Exercise instructions:
In the items below, rewrite everything from the line that contains "Note to the class: mark the shrub" through the end of the items, replacing "Query" with "Target" and changing nothing else.

START

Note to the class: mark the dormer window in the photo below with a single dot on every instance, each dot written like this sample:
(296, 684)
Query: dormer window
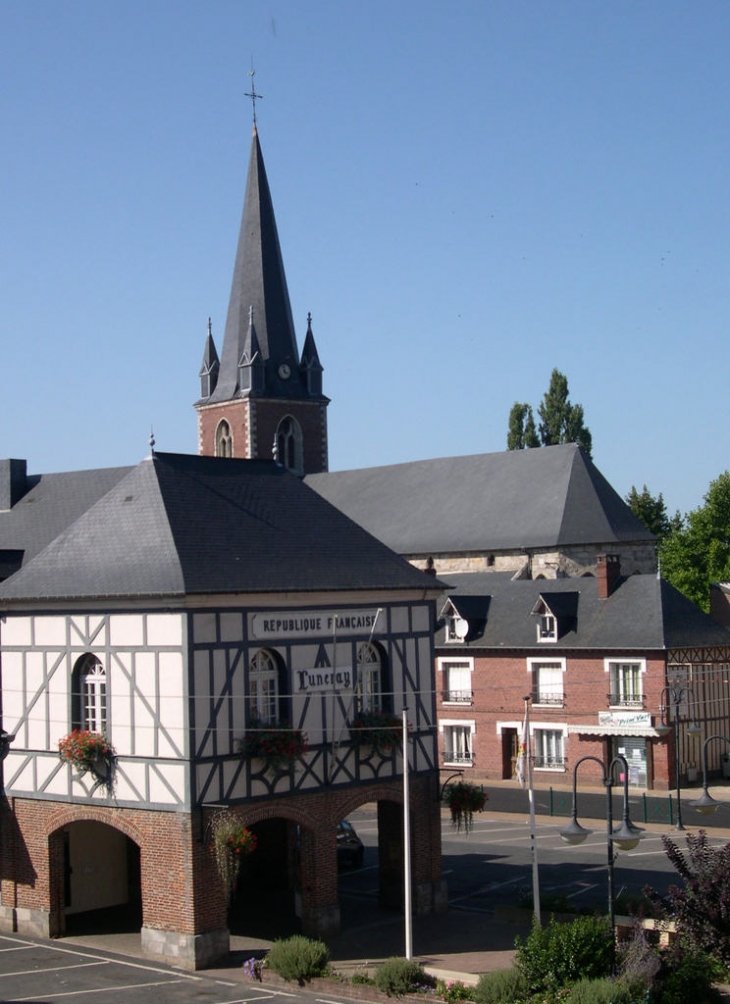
(547, 629)
(556, 614)
(457, 628)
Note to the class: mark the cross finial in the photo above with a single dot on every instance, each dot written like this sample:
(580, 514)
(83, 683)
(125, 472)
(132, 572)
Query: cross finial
(252, 94)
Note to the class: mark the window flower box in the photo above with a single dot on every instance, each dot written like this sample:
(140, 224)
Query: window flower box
(464, 799)
(231, 841)
(277, 743)
(90, 753)
(377, 730)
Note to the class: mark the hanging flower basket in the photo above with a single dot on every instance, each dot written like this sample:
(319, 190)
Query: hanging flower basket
(464, 799)
(230, 842)
(378, 730)
(90, 753)
(277, 744)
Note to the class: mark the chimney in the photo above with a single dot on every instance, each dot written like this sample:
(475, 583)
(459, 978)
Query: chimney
(607, 571)
(13, 482)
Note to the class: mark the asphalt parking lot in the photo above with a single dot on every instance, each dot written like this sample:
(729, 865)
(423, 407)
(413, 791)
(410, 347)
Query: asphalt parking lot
(40, 972)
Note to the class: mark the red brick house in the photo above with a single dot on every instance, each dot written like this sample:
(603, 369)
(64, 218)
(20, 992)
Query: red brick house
(605, 661)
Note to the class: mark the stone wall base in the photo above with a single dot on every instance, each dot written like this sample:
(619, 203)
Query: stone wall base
(22, 921)
(187, 951)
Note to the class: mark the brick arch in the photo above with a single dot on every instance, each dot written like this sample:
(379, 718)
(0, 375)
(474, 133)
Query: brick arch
(66, 814)
(251, 814)
(375, 793)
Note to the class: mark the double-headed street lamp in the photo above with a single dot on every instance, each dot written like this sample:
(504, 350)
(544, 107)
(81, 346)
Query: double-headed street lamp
(706, 804)
(626, 836)
(676, 694)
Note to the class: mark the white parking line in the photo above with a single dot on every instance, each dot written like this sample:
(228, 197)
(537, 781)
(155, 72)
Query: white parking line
(103, 958)
(100, 990)
(58, 969)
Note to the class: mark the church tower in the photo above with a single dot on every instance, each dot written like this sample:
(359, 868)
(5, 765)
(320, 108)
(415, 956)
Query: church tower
(261, 399)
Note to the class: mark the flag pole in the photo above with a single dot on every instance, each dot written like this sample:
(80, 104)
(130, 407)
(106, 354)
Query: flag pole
(527, 742)
(407, 897)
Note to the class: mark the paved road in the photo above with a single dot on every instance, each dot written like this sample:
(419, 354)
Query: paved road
(52, 973)
(490, 868)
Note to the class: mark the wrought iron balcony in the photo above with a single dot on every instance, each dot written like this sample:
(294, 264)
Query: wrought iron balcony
(626, 700)
(551, 762)
(456, 697)
(555, 700)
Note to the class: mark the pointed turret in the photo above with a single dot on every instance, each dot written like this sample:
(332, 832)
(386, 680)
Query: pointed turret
(250, 365)
(311, 367)
(210, 366)
(262, 391)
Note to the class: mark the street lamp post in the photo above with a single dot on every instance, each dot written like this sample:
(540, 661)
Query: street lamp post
(706, 804)
(626, 836)
(673, 721)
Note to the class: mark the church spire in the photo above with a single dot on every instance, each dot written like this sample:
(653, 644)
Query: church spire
(262, 390)
(259, 282)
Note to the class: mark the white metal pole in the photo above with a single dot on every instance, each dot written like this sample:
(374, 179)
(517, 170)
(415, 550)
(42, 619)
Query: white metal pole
(533, 841)
(407, 899)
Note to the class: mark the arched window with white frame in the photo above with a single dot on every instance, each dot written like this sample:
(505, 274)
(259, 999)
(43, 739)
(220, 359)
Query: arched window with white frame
(263, 687)
(372, 685)
(89, 695)
(224, 440)
(289, 445)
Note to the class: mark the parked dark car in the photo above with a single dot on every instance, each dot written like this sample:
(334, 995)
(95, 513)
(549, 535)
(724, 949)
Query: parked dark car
(349, 846)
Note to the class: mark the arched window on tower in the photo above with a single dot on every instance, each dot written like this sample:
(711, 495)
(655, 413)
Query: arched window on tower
(372, 689)
(289, 451)
(88, 695)
(263, 686)
(224, 440)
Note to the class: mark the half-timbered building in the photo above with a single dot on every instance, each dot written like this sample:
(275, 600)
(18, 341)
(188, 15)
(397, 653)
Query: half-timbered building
(200, 602)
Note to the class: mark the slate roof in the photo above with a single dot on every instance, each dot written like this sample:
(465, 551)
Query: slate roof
(50, 503)
(545, 497)
(179, 524)
(644, 612)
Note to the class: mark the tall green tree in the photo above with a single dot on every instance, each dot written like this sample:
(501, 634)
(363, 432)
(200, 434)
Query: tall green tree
(522, 434)
(698, 552)
(652, 512)
(560, 420)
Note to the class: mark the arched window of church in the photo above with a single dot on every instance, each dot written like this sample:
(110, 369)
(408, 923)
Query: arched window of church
(88, 695)
(372, 695)
(289, 452)
(224, 440)
(263, 685)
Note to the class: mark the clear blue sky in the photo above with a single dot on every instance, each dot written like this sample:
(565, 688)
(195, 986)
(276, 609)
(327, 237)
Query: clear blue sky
(468, 194)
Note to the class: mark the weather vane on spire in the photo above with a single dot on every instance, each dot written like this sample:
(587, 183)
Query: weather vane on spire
(252, 93)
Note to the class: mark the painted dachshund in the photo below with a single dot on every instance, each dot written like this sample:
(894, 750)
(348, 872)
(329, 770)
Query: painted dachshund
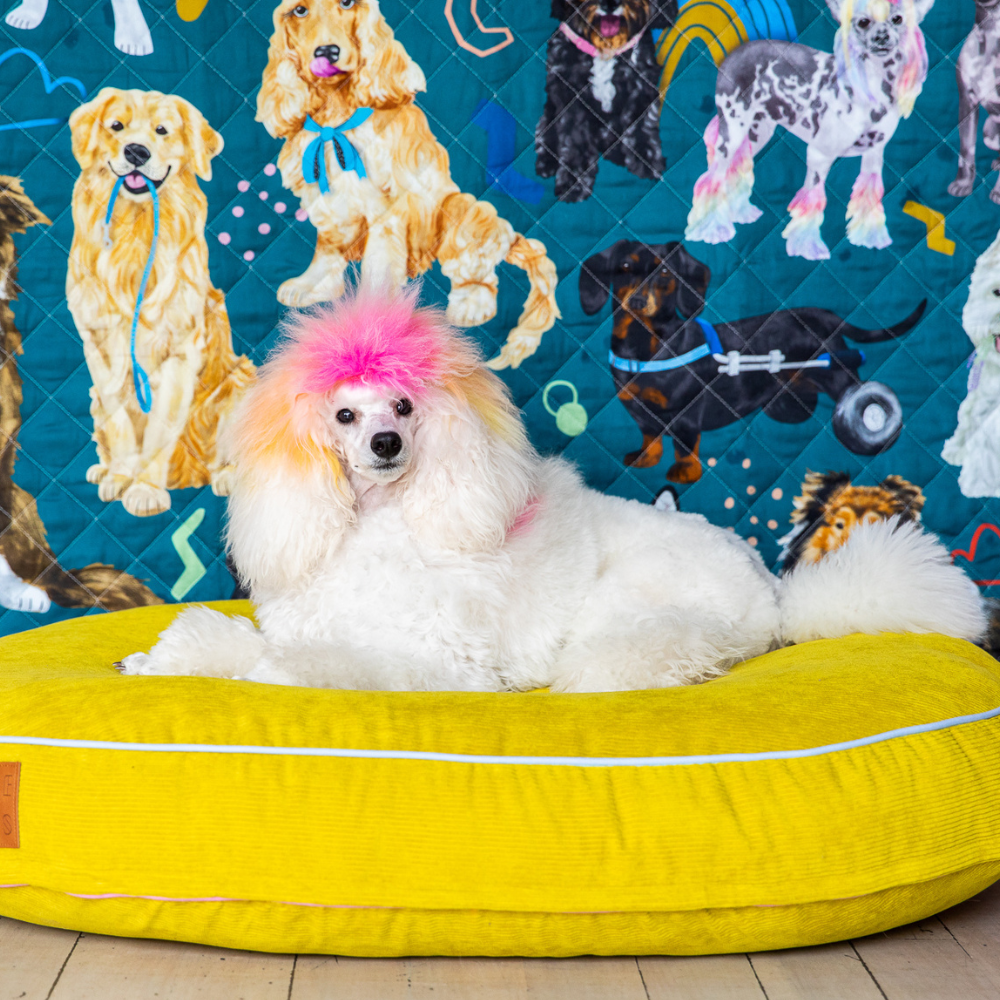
(657, 292)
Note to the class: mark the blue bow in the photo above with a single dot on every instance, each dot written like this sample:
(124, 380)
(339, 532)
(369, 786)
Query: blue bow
(313, 160)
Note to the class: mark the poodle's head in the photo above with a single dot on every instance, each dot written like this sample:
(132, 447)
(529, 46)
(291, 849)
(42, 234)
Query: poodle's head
(371, 402)
(329, 57)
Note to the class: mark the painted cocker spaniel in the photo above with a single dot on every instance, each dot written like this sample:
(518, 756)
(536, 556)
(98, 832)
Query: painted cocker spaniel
(160, 352)
(602, 93)
(358, 153)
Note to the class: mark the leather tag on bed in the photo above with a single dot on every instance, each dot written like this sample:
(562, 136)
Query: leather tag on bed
(10, 781)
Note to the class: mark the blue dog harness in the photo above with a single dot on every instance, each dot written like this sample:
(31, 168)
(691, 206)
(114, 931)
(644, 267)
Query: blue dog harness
(712, 345)
(732, 362)
(140, 380)
(313, 160)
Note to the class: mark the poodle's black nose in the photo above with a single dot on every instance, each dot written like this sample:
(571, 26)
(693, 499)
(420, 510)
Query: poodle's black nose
(136, 154)
(387, 444)
(329, 52)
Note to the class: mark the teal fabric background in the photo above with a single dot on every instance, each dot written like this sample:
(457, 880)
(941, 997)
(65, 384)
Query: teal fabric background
(216, 63)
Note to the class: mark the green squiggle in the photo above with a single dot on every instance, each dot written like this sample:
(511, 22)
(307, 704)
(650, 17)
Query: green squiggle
(194, 568)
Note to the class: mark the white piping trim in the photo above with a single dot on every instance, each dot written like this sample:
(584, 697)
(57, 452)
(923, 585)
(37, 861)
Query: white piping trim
(462, 758)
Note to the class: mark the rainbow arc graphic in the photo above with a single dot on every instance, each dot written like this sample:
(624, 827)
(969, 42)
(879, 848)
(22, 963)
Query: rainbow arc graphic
(723, 25)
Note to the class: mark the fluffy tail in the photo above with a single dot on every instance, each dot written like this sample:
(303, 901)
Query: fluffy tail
(95, 586)
(540, 310)
(888, 577)
(863, 336)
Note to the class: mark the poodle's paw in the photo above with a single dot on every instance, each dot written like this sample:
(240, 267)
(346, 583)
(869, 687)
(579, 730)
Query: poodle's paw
(96, 473)
(517, 348)
(26, 15)
(111, 486)
(471, 305)
(134, 42)
(145, 500)
(222, 480)
(16, 595)
(961, 186)
(308, 289)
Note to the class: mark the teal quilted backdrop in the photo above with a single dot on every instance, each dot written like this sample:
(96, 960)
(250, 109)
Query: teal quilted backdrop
(486, 74)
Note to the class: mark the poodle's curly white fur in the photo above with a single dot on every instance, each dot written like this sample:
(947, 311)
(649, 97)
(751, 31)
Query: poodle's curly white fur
(421, 543)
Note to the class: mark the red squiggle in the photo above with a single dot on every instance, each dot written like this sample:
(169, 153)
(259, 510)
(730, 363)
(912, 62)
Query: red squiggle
(973, 545)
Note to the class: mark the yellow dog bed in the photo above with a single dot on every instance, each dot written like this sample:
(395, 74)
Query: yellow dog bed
(824, 791)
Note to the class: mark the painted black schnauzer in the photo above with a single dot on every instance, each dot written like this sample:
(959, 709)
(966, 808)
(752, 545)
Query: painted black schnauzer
(665, 373)
(602, 92)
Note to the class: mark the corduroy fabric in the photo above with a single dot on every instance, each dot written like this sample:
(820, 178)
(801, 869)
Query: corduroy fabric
(454, 857)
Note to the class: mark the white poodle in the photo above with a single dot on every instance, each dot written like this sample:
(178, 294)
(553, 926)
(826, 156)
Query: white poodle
(975, 445)
(397, 531)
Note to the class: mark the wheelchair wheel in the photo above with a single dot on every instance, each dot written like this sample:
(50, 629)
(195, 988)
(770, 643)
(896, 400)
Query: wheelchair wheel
(868, 418)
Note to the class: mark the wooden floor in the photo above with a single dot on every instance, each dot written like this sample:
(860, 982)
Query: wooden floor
(952, 957)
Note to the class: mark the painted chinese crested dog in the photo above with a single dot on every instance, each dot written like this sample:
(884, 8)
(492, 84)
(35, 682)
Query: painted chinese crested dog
(397, 531)
(358, 153)
(975, 444)
(844, 103)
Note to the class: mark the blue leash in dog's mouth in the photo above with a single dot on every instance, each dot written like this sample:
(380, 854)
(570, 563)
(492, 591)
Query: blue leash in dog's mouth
(143, 392)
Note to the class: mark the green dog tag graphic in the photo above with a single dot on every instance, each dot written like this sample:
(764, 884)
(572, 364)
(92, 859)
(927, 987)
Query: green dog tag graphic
(571, 418)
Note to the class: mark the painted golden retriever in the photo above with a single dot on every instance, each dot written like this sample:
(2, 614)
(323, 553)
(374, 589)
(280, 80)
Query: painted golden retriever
(183, 341)
(390, 201)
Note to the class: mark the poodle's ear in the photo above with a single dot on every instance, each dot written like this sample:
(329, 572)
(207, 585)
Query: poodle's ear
(595, 277)
(290, 503)
(662, 15)
(283, 98)
(202, 140)
(472, 474)
(692, 279)
(387, 77)
(85, 125)
(17, 210)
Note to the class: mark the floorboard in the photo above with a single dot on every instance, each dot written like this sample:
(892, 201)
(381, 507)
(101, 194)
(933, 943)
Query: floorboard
(954, 955)
(829, 972)
(109, 968)
(700, 977)
(31, 958)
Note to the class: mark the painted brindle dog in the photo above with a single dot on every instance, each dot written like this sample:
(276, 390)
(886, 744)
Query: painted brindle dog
(602, 92)
(657, 292)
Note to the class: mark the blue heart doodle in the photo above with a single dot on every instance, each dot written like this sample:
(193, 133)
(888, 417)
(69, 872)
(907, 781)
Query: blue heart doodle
(499, 125)
(49, 83)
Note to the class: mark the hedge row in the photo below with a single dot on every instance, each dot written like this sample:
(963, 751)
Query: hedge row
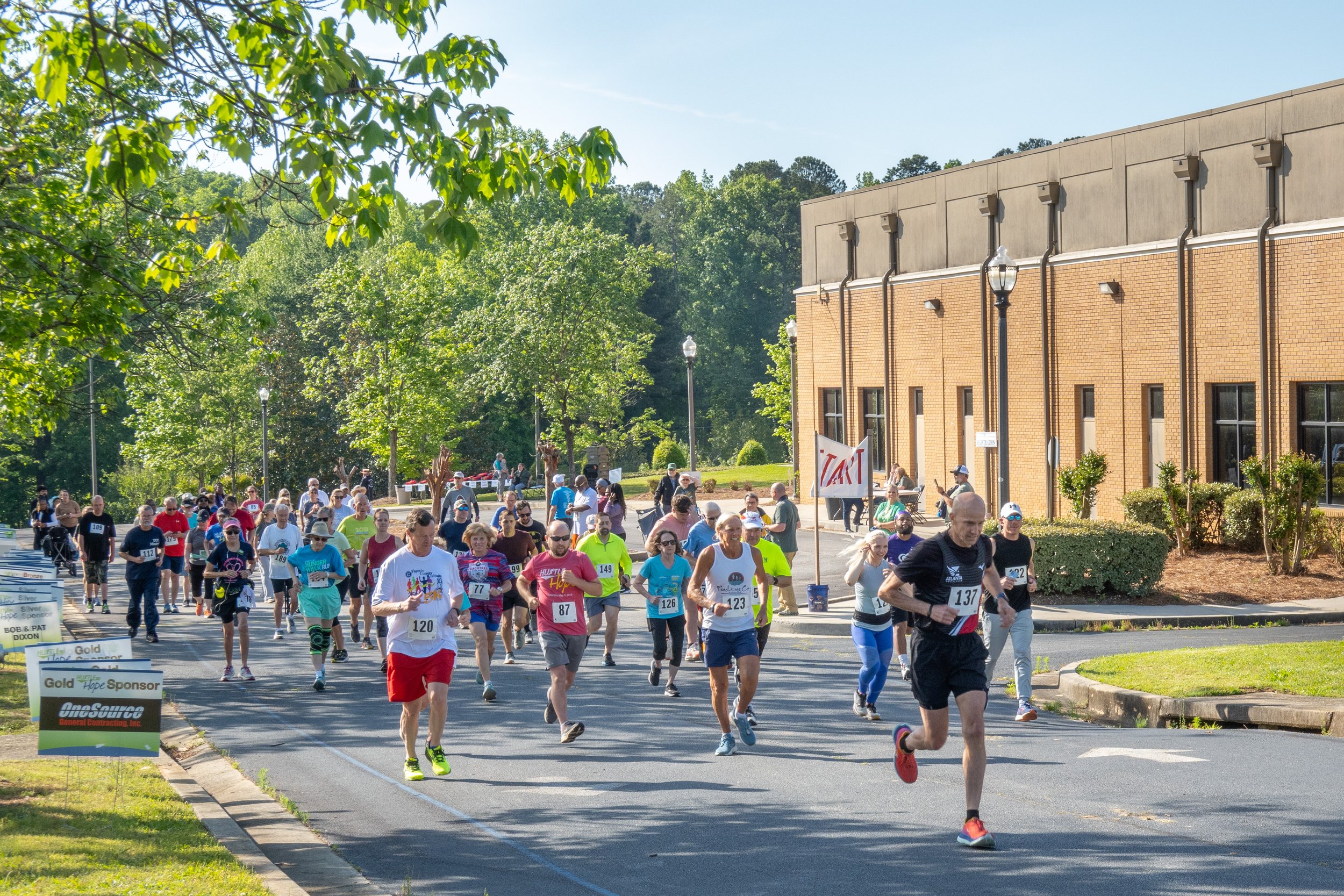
(1096, 555)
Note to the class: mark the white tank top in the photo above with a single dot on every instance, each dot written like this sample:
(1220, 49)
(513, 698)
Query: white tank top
(730, 582)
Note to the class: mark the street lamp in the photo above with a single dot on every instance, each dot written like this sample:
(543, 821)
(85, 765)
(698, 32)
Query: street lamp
(264, 394)
(689, 350)
(792, 329)
(1003, 276)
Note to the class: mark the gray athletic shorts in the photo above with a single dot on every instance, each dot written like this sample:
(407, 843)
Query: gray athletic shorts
(563, 649)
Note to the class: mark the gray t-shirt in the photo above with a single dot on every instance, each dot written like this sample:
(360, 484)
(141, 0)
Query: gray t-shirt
(787, 513)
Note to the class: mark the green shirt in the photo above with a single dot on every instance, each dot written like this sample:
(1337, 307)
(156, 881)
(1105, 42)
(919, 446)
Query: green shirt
(609, 559)
(787, 513)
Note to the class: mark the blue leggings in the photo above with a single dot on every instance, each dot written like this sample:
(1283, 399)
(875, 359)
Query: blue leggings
(875, 655)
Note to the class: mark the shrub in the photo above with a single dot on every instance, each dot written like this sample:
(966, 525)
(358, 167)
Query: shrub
(668, 451)
(752, 454)
(1097, 555)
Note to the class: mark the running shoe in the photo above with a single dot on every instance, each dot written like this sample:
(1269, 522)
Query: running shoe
(906, 766)
(437, 761)
(745, 728)
(975, 835)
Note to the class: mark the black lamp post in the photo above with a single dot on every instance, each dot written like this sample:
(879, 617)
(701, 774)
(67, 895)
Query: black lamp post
(1003, 276)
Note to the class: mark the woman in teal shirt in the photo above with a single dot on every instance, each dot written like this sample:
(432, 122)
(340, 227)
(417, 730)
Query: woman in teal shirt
(663, 580)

END

Written response:
Note to the class: mark the shrub in the photo above with a single dot on every instance, each dot written like this sample:
(966, 525)
(358, 167)
Target: shrub
(668, 451)
(752, 454)
(1097, 555)
Note to the class: mark the running shoe in the photo above with a single dot on every instance, each dot written like this sample:
(1269, 522)
Target: running shoe
(906, 766)
(437, 761)
(745, 728)
(975, 835)
Note to the class: mark the black lamp post in the photo above with a single dot on every instance, each dot written like this sample:
(879, 617)
(701, 774)
(67, 895)
Target: black lamp post
(1003, 276)
Note to the class: mark the woman in teal shirt in the photo above with a single dot on every instance, each dot written like this sample:
(432, 122)
(340, 227)
(417, 730)
Target: woman in teal shirt
(663, 580)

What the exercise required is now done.